+++ TEXT FOR ANALYSIS

Approximately 32% of Pilgrim's Pride's profits come from prepared chicken sold to both retail and food service customers, a percentage that the firm hopes to increase in the future.[2] These products are sold at higher margins, even in times of rising commodity prices - whereas fresh meat is sold to butchers, who then mark up the product to earn a profit. Processing the meat itself allows the company to earn maximum profit from each sale and to pass a higher percentage of input costs onto consumers.

Pilgrim's Pride's profitability is highly dependent on feed costs, which represented 35.8% of total cost of sales in fiscal 2007.[3]. Significant increases in the costs of soybeans and corn, the main components of chicken feed, have had an adverse effect on profit margins.[4] Demand for corn, spurred by ethanol production, increased corn prices nearly 60% in 2007 and early 2008.[5] Increased commodities prices depress margins as Pilgrim's Pride is unable to pass the entire increase in feed prices through to consumers without losing business.

Company Overview

Pilgrim's Pride operates in five primary segments: prepared foods, fresh chicken, exports, other, Mexican production, and turkey.

Prepared Foods

Prepared foods, or any meat that isn't fresh chicken, comprise approximately 32% of total sales.[6] Approximately 80% of prepared food was sold to food service customers (primarily chain restaurants).[7] Since 2003, chicken sales to food service customers have grown at an annualized rate of 26.9%.[8] The remaining 20% was sold to retail customers (primarily whole sale clubs and grocery store chains). Chicken is sold under the brand names Pilgrim's Pride, Pierce, Easy-Entree, and Wing-Dings. Pilgrim's Pride hopes to shift a larger portion of sales to prepared foods in order to take advantage of profit margins higher relative to fresh chicken.

Fresh Chicken

Fresh chicken comprises approximately 43% of total revenue.[9] Approximately 70% of fresh chicken was sold to food service customers, with the remaining 30% sold to retail customers. Chicken from this division are usually of specific weight ranges pre-cut to customer specifications in order to enhance value and promote product differentiation.[10]


Exports comprise approximately 9% of total revenue.[11] Pilgrim's Pride hopes to increase revenue through international sale of dark meat, as US customers largely prefer white meat. Primary international customers include Eastern Europe, Russia, the Far East, and Mexico.

++++++
+++ SUPPLIED DATA

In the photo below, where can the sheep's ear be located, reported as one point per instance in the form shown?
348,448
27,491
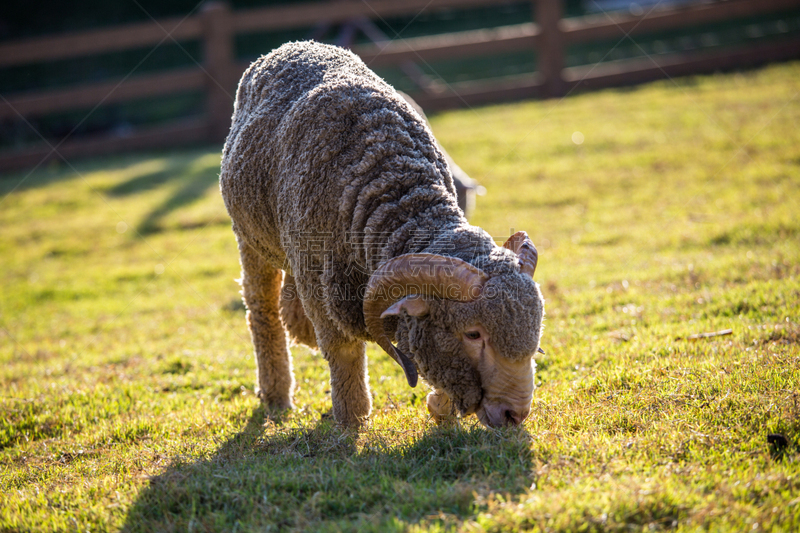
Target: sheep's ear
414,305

++++++
+++ SUPPLIED DATA

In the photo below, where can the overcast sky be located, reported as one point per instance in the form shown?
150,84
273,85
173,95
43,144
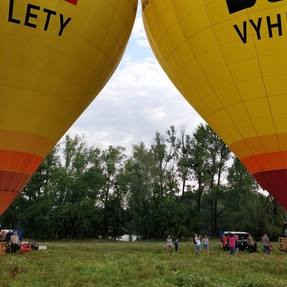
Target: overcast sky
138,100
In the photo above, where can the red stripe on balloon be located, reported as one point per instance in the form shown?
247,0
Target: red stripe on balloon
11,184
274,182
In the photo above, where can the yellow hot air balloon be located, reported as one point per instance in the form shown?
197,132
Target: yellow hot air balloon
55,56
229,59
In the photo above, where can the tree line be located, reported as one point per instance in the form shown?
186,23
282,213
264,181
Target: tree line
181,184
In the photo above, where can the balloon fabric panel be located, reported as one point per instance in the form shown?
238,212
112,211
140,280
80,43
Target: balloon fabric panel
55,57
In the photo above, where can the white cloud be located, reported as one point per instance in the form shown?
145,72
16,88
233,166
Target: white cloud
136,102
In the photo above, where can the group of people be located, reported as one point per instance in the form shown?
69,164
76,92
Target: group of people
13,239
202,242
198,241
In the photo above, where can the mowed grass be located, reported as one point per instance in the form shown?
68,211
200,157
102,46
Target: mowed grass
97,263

++++++
+++ SUPPLIED DATA

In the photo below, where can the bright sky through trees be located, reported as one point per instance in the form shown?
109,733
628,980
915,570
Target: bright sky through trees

++++++

* **PROBLEMS AND TASKS**
1. Name every brand under which the Pilgrim's Pride passage says the company sells its chicken.
2. Carry on the passage about Pilgrim's Pride from its final sentence.
The recorded data come from a separate source.

* **TASK RESULTS**
1. Pilgrim's Pride, Pierce, Easy-Entree, Wing-Dings

2.
The other segment comprises approximately 8% of total revenue.[12] This segment is predominantly made up of table egg sales, with production capacity of more than 42 million dozen cartons of egg a year.[13]


Operations in Mexico comprise approximately 7% of total revenue.[14] Sales consist primarily of fresh chicken to wholesalers, large restaurant chains, fast food accounts, and supermarket chains. Pilgrim's Pride hopes to begin moving into prepared foods in Mexico in 2008[15]


Turkey production and sale comprises less than 2% of total revenue.[16]


As of fiscal 2007, Pilgrim's Pride had $1.3 billion of long-term debt on a $3.7 billion balance sheet. Cash reserves are $66 million, as the company spent much of its retained earnings to acquire Gold Kist in 2006 and the chicken division of ConAgra Foods in 2003. The chart to the left illustrates revenue and operating income from 2003 to 2007. While revenue increased, operating income decreased slightly due to rising commodity prices. The graph on the right illustrates Pilgrim's Pride's sales by operating segment.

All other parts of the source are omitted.